* _EXTRAIT DE PAGE_
Tempète de sable en Chine

Par Marie Favre

Tempête de sable sur Pékin

C’était en Mars 2000.

Le jour semblait ne pas devoir se lever

On devinait à peine les gens et les voitures .Comme dans une carte postale, la brume cotonneuse était si dense que les réverbères étaient entourés d’un manchon de lumière diffuse en halo .

Serait-ce la pluie, si rare à Pékin en cette saison ?Le ciel était , en début de journée, noir et bas. Les lampes des maisons étaient toutes allumées en plein jour. Une impression de fin de monde ou de cataclysme.


Je devais absolument sortir.

Le vent m’empêchait d’avancer, me tirait en arrière :Je marchais voûtée, luttant contre le vent, les cheveux en bataille et les pans du manteau s’envolaient. Mais bientôt j’eus comme un goût de grains de sable dans la bouche, râpeux et desséchants, puis je sentis qu’elle était remplie de ces grains et tenter de les recracher ne changeait rien .Le vent me piquait, me griffait les joues, non par sa froideur, mais par les milliers de particules qu’il transportait.

Peu à peu je dus cligner terriblement des yeux , battre des paupières pour continuer à tenter de voir, malgré ce sable qui m’entrait jusque dans les yeux qui pleuraient sous l’irritation. Mais je sentais qu’il pénétrait aussi dans le cou et par tous les interstices où il pouvait se glisser, Je fis rapidement demi-tour, rentrais chez moi et pris une douche :la quantité de sable abandonné dans la baignoire était effrayante, comme si j’avais été roulée par une énorme vague .

Je restais derrière les fenêtres, dans mon appartement situé au 9 ème étage à observer ce qui me semblait être une féerie, une vision, un songe :

Je résidais, à quelques encablures de la place Tian An Men, le long de l’avenue Chang’An, très long boulevard qui traverse, en changeant à plusieurs reprises de nom, Pékin d’Est en Ouest, D’ordinaire j’arrivais à avoir une immense perspective, du You Yi shandian, du magasin de l’amitié, jusqu’à la tour Anderson et même un peu plus loin, en direction de la célèbre place.


Mais , à ce moment là, l’aire était bien réduite. Peu à peu disparurent les voitures sur le boulevard, les immeubles de l’autre côté de l’avenue , comme recouvertes par la force du vent et enveloppées dans un drap de gaze jaune, dangereux puisque leur ôtant toute visibilité. La ville entière , où que l’on posât son regard, était voilée derrière un épais rideau jaune.

Pékin, ville jaune-orange, de la couleur d’un coucher de soleil flamboyant, comme rendu mâte et quelque peu bruni par le sable charrié. Le vent jaune soufflait, transformait la ville en un mirage fantasmagorique. Parfois le rideau, sans se déchirer, se fait plus fin :on entraperçoit des ombres humaines passer, disparaître, se préciser et se fondre ou se dissoudre dans la poussière.

* _JEU DE DONNÉES_
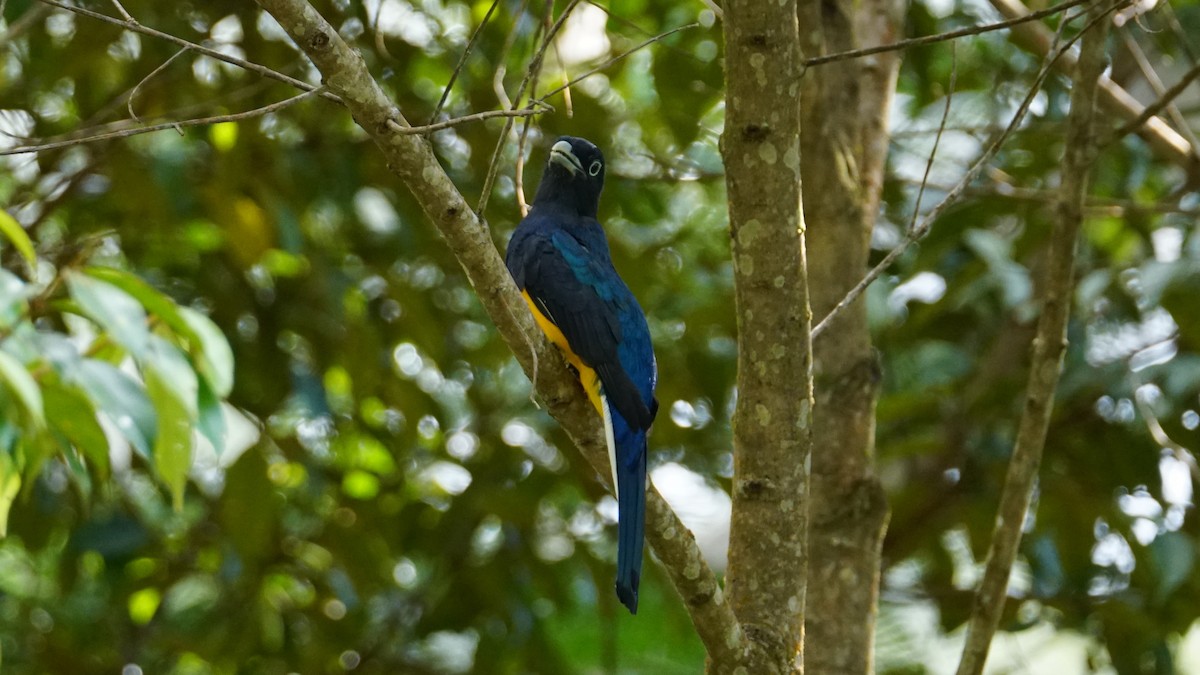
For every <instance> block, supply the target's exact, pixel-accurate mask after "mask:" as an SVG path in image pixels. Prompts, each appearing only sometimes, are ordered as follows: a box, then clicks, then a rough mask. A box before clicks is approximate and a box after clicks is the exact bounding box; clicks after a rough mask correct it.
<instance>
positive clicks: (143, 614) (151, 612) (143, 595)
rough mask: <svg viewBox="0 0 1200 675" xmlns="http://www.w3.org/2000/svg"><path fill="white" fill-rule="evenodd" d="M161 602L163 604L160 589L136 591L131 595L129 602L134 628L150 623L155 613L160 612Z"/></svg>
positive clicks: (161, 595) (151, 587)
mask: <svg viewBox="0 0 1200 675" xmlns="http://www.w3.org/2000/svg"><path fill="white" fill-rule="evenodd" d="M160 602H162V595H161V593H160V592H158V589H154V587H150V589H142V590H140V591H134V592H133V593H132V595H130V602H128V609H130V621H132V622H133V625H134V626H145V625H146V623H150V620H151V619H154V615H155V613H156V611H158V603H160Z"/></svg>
* * *
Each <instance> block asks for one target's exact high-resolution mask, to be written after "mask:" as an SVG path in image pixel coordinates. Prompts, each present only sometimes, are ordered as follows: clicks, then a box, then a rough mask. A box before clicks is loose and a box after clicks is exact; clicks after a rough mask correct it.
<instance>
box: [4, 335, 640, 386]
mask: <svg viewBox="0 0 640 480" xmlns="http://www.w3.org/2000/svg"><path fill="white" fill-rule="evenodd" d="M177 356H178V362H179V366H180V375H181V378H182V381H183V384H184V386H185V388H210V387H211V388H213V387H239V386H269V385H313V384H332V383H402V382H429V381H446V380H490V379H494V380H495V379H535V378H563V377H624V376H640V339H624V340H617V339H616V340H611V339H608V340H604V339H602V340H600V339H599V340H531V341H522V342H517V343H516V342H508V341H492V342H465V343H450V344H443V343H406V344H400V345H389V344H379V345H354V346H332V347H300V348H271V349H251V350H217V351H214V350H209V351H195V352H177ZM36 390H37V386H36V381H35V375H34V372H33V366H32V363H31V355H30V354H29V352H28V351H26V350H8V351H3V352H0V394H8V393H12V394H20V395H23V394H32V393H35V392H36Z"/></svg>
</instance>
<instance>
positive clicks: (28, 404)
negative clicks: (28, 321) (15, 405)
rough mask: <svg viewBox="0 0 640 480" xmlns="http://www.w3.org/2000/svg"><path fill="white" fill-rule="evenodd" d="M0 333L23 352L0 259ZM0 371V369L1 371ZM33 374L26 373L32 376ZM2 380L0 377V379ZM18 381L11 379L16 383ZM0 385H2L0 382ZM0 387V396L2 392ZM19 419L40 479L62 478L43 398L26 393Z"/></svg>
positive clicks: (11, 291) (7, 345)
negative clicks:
...
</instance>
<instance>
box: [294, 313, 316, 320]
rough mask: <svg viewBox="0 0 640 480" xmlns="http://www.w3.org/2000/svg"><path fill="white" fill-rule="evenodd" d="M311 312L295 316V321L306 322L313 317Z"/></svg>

* _EXERCICES_
**1.** Quels lieux précis de Pékin l'extrait de page nomme-t-il ?
**2.** Répondez à ces questions sur l'extrait de page :
(a) En quel mois et quelle année la tempête a-t-elle eu lieu ?
(b) Qu'est-ce qui est resté dans la baignoire après la douche ?
(c) À quel étage se trouvait l'appartement ?
**3.** Recopiez dans l'extrait de page le passage qui va de « Le vent m’empêchait » jusqu'à « particules qu’il transportait. ».
Le matériau placé plus haut n'a aucun lien avec l'extrait de page.

* _CORRIGÉ DES EXERCICES_
**1.** La place Tian An Men, l'avenue Chang'An, le You Yi shandian (le magasin de l'amitié) et la tour Anderson.

**2.**
(a) En mars 2000.
(b) Une quantité effrayante de sable.
(c) Au 9e étage.

**3.**
Le vent m’empêchait d’avancer, me tirait en arrière :Je marchais voûtée, luttant contre le vent, les cheveux en bataille et les pans du manteau s’envolaient. Mais bientôt j’eus comme un goût de grains de sable dans la bouche, râpeux et desséchants, puis je sentis qu’elle était remplie de ces grains et tenter de les recracher ne changeait rien .Le vent me piquait, me griffait les joues, non par sa froideur, mais par les milliers de particules qu’il transportait.